* **Source material**:

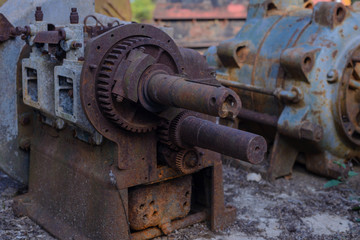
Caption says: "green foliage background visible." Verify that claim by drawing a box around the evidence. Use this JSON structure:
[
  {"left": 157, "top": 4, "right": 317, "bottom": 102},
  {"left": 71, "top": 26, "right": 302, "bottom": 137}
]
[{"left": 131, "top": 0, "right": 155, "bottom": 22}]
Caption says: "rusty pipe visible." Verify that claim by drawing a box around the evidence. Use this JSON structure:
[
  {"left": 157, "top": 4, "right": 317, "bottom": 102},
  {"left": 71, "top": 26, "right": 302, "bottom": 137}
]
[
  {"left": 217, "top": 77, "right": 302, "bottom": 102},
  {"left": 147, "top": 73, "right": 241, "bottom": 118},
  {"left": 178, "top": 116, "right": 267, "bottom": 164}
]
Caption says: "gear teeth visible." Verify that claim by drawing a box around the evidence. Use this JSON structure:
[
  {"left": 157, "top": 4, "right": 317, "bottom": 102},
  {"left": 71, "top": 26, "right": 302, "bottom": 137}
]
[{"left": 175, "top": 149, "right": 199, "bottom": 174}]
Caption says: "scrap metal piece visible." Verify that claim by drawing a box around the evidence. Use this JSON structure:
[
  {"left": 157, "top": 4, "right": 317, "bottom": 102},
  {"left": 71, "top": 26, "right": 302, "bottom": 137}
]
[
  {"left": 129, "top": 175, "right": 192, "bottom": 234},
  {"left": 206, "top": 0, "right": 360, "bottom": 179}
]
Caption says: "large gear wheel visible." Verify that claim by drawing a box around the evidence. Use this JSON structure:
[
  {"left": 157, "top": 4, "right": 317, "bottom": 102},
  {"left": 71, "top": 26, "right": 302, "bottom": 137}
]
[{"left": 80, "top": 23, "right": 185, "bottom": 141}]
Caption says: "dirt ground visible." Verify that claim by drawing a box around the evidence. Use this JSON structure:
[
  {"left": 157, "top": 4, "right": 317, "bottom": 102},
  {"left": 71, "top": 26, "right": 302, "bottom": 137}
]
[{"left": 0, "top": 164, "right": 360, "bottom": 240}]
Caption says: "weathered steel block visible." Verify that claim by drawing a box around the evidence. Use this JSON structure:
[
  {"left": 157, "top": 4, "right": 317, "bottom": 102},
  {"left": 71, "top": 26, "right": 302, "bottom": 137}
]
[{"left": 206, "top": 0, "right": 360, "bottom": 178}]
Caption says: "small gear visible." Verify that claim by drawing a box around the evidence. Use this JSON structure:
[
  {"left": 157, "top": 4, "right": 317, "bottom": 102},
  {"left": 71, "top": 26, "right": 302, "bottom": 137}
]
[{"left": 175, "top": 149, "right": 200, "bottom": 174}]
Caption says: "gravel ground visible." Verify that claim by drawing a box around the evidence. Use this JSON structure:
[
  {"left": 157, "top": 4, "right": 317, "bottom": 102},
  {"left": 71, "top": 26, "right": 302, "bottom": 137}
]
[{"left": 0, "top": 162, "right": 360, "bottom": 240}]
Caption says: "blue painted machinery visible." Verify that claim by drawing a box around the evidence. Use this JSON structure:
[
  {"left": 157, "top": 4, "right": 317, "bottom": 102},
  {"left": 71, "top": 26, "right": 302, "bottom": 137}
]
[{"left": 206, "top": 0, "right": 360, "bottom": 179}]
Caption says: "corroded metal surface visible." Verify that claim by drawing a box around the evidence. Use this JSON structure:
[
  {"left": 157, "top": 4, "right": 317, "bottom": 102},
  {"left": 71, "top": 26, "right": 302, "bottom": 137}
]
[
  {"left": 7, "top": 3, "right": 266, "bottom": 240},
  {"left": 206, "top": 1, "right": 360, "bottom": 178},
  {"left": 0, "top": 0, "right": 94, "bottom": 183},
  {"left": 154, "top": 0, "right": 248, "bottom": 49}
]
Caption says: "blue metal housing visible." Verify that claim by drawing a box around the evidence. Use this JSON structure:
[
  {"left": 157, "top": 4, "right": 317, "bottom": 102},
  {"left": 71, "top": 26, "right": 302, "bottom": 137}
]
[{"left": 205, "top": 0, "right": 360, "bottom": 178}]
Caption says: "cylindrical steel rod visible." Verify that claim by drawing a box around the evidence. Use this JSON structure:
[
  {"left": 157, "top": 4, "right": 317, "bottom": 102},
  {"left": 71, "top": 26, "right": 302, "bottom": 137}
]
[
  {"left": 217, "top": 78, "right": 275, "bottom": 96},
  {"left": 147, "top": 74, "right": 241, "bottom": 118},
  {"left": 179, "top": 116, "right": 267, "bottom": 164},
  {"left": 238, "top": 108, "right": 279, "bottom": 127}
]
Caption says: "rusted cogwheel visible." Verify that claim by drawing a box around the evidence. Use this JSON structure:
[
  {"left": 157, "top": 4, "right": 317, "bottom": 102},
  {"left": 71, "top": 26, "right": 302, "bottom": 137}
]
[{"left": 80, "top": 24, "right": 184, "bottom": 136}]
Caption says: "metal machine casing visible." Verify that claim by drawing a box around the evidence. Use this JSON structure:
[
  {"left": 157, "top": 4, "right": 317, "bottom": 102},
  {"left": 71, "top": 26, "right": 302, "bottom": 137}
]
[{"left": 206, "top": 0, "right": 360, "bottom": 179}]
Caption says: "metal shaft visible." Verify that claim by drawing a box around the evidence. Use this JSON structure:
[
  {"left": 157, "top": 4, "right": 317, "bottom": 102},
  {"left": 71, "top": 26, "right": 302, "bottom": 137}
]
[
  {"left": 147, "top": 74, "right": 241, "bottom": 118},
  {"left": 179, "top": 116, "right": 267, "bottom": 164}
]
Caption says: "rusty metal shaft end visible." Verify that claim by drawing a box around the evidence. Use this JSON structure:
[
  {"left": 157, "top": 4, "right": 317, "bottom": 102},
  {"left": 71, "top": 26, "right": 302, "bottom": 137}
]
[
  {"left": 147, "top": 73, "right": 241, "bottom": 118},
  {"left": 178, "top": 116, "right": 267, "bottom": 164}
]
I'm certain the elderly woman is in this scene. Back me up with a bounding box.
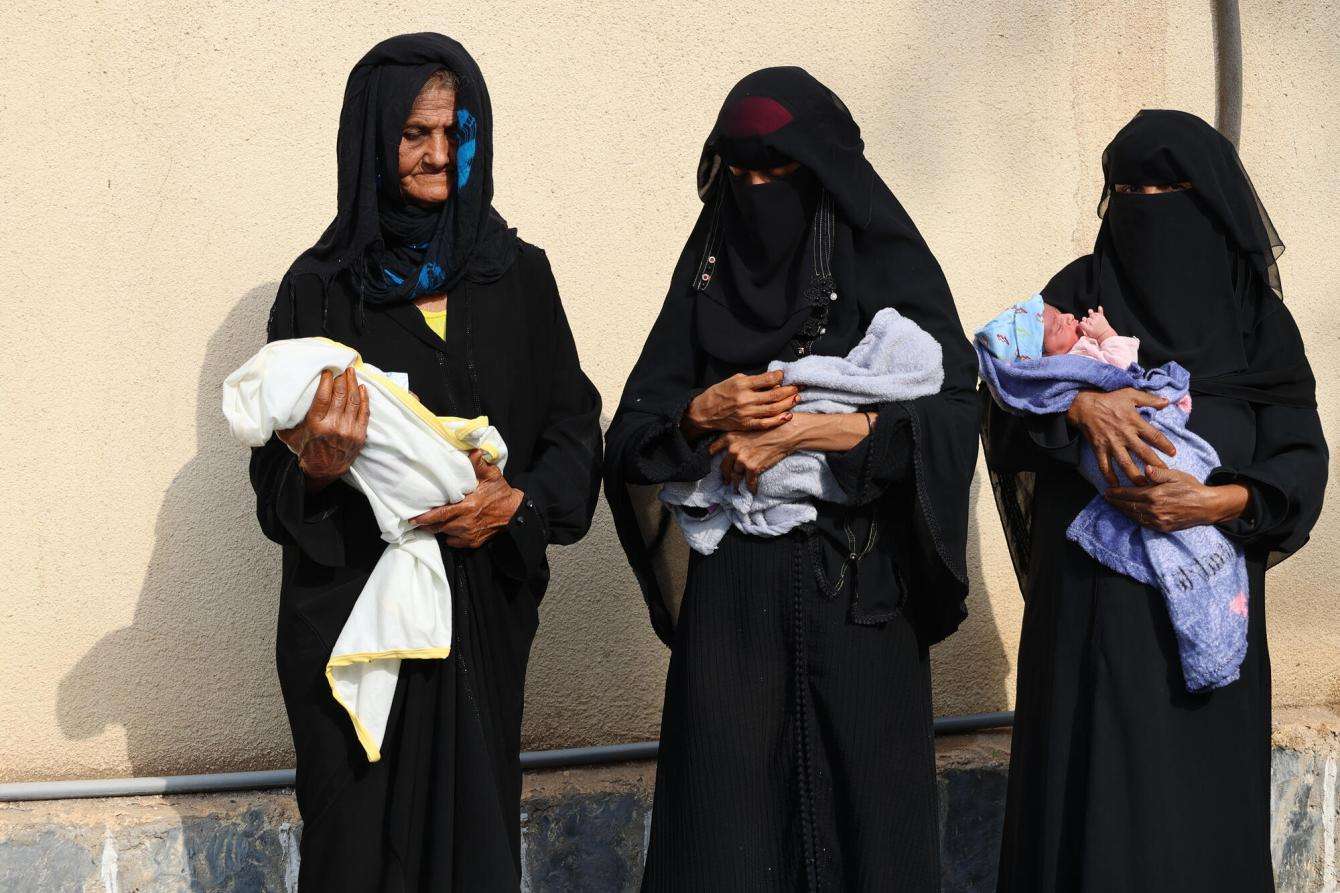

* **Problem**: Find every line in the entries above that contains the string "shaft" and copy each one out. Treat uppercase and lowercase as different.

* **Correct output**:
Caption says: "metal shaft visible." Verify that claim by drawing a box around the evidence. Use this JSON structure:
Caption says: "rusty metal shaft end visible." Verify that claim by drawing a box around the evidence. Use this JSON structure:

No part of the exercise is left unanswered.